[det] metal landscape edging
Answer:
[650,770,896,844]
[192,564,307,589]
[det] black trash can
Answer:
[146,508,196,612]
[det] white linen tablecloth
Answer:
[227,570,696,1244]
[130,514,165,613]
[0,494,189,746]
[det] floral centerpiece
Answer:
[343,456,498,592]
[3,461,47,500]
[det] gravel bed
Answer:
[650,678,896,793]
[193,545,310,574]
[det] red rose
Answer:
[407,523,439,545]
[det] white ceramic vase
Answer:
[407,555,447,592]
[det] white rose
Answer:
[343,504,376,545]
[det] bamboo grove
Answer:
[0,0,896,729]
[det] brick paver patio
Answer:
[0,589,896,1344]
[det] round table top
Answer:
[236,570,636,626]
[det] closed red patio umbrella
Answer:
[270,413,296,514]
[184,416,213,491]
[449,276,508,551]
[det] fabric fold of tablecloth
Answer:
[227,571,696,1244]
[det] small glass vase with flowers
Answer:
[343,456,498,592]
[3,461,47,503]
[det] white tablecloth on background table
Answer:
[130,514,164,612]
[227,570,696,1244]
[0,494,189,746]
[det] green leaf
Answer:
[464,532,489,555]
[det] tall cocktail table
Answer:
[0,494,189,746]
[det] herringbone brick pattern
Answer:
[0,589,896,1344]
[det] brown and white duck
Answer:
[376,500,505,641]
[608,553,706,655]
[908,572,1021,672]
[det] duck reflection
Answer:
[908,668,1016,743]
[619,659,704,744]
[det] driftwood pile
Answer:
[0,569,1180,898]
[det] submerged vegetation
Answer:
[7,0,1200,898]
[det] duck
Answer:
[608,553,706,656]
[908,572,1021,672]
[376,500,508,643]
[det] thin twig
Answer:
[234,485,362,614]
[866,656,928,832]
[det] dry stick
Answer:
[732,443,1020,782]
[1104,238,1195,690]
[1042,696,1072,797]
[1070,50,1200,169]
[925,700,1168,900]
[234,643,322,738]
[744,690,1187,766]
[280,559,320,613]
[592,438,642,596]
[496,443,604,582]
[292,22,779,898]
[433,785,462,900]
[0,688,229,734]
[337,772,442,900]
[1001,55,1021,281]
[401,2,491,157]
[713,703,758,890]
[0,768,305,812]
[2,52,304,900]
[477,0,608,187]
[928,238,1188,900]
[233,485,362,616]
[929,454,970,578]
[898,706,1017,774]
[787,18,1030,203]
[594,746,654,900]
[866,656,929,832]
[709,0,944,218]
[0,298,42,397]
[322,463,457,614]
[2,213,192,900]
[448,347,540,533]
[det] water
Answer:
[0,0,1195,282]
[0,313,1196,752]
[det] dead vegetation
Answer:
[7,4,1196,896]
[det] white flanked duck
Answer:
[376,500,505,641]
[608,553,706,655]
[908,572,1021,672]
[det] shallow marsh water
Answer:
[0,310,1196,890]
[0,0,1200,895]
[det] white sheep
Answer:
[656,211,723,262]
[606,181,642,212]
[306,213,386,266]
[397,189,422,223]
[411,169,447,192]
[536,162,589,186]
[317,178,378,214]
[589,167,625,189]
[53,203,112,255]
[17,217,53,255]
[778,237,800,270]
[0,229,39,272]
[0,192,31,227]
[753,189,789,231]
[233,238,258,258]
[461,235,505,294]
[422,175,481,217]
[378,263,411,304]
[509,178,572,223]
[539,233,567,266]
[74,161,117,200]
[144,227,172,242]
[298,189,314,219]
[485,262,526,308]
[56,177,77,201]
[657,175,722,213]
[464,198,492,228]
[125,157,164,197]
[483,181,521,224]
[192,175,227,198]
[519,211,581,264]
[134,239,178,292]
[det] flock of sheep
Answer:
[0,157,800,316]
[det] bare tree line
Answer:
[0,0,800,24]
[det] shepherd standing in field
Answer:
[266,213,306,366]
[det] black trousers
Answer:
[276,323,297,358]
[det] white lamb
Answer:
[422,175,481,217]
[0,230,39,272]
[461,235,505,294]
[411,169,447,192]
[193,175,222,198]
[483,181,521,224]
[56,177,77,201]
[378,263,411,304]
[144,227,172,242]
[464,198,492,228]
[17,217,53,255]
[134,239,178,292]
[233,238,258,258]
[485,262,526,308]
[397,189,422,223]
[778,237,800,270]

· · · ·

Copy out every one of the records above character for character, leaving nothing out and changing nothing.

[det] metal landscape edging
Answer:
[650,770,896,844]
[192,564,307,589]
[det] black trash can
Answer:
[146,508,196,612]
[det] white linen tablecloth
Answer:
[227,570,696,1244]
[130,514,165,613]
[0,494,189,746]
[det] floral centerpiece
Answer:
[343,456,498,592]
[3,461,47,500]
[det] gravel bed
Answer:
[650,678,896,793]
[193,545,310,574]
[det] red rose
Answer:
[407,523,439,545]
[det] white ceramic vase
Answer:
[407,555,447,592]
[det] white rose
Answer:
[343,504,376,545]
[det] bamboo grove
Answer:
[0,0,896,729]
[det] brick paver patio
Answer:
[0,589,896,1344]
[det] round table top
Answer:
[236,570,636,626]
[det] closed red patio umbrella
Answer:
[270,413,296,514]
[184,416,213,491]
[449,276,508,551]
[det] fabric fold of tablecloth
Answer:
[227,571,696,1244]
[det] small glass vase with flowers
Answer:
[343,456,498,592]
[3,461,47,503]
[det] white tablecloth on background table
Answer:
[130,514,164,612]
[227,570,696,1244]
[0,494,189,746]
[det] green leaf
Answer:
[464,532,489,555]
[det] tall cocktail table
Answer:
[0,494,189,746]
[det] herringbone brick pattern
Answer:
[0,589,896,1344]
[det] brown and white duck
Answer:
[376,500,505,641]
[608,553,706,655]
[908,572,1021,672]
[det] duck reflection
Answer:
[908,668,1016,743]
[619,659,704,744]
[det] driftwood pile
Answer:
[0,569,1180,898]
[det] submerged vegetation
Answer:
[7,0,1200,898]
[det] duck
Answer:
[608,553,706,656]
[908,572,1021,672]
[376,500,508,643]
[det] thin twig
Answer:
[234,485,362,614]
[866,656,928,832]
[det] dry stick
Answer:
[732,443,1020,782]
[1104,238,1195,690]
[1042,696,1072,797]
[1070,50,1200,169]
[925,700,1168,900]
[234,643,322,738]
[744,690,1187,766]
[280,559,320,613]
[592,438,642,596]
[496,443,604,582]
[292,22,779,898]
[433,785,462,900]
[0,688,229,734]
[337,772,442,900]
[1001,55,1021,281]
[401,2,491,157]
[713,703,758,890]
[0,768,305,812]
[2,52,304,900]
[477,0,608,187]
[928,238,1188,900]
[233,485,362,616]
[929,454,970,578]
[898,706,1017,774]
[787,18,1030,203]
[594,746,654,900]
[866,656,929,832]
[709,0,944,218]
[0,298,42,397]
[322,463,457,614]
[2,213,192,900]
[448,347,540,533]
[det] water
Answer:
[0,0,1195,282]
[0,313,1196,752]
[det] dead vegetation
Answer:
[7,4,1196,896]
[det] white flanked duck
Answer:
[376,500,505,641]
[608,553,706,655]
[908,572,1021,672]
[det] shallow marsh water
Answer:
[0,310,1196,890]
[0,0,1200,895]
[det] white sheep
Answer:
[656,211,723,262]
[606,181,642,212]
[306,213,386,266]
[397,189,422,223]
[411,169,447,192]
[536,162,589,186]
[317,178,378,214]
[589,167,625,189]
[53,203,112,255]
[17,217,53,255]
[778,237,800,270]
[0,229,39,272]
[0,192,31,227]
[753,189,789,231]
[233,238,258,258]
[461,235,505,294]
[422,175,481,217]
[378,263,411,304]
[509,178,572,223]
[539,233,567,266]
[74,161,117,200]
[144,227,172,242]
[298,189,314,219]
[485,262,526,308]
[56,177,77,201]
[657,175,722,213]
[464,198,492,228]
[125,157,164,197]
[483,181,521,224]
[192,175,227,198]
[519,211,581,264]
[134,239,178,292]
[det] flock of sheep
Answer:
[0,157,800,316]
[det] bare tree line
Answer:
[0,0,800,24]
[det] shepherd standing in field
Answer:
[266,213,306,366]
[det] black trousers
Answer:
[276,323,297,358]
[det] white lamb
Answer:
[422,175,481,217]
[0,230,39,272]
[461,235,505,294]
[411,169,447,192]
[193,175,222,198]
[483,181,521,224]
[56,177,77,201]
[378,263,411,304]
[144,227,172,242]
[464,198,492,228]
[17,217,53,255]
[134,239,178,292]
[233,238,258,258]
[485,262,526,308]
[397,189,422,223]
[778,237,800,270]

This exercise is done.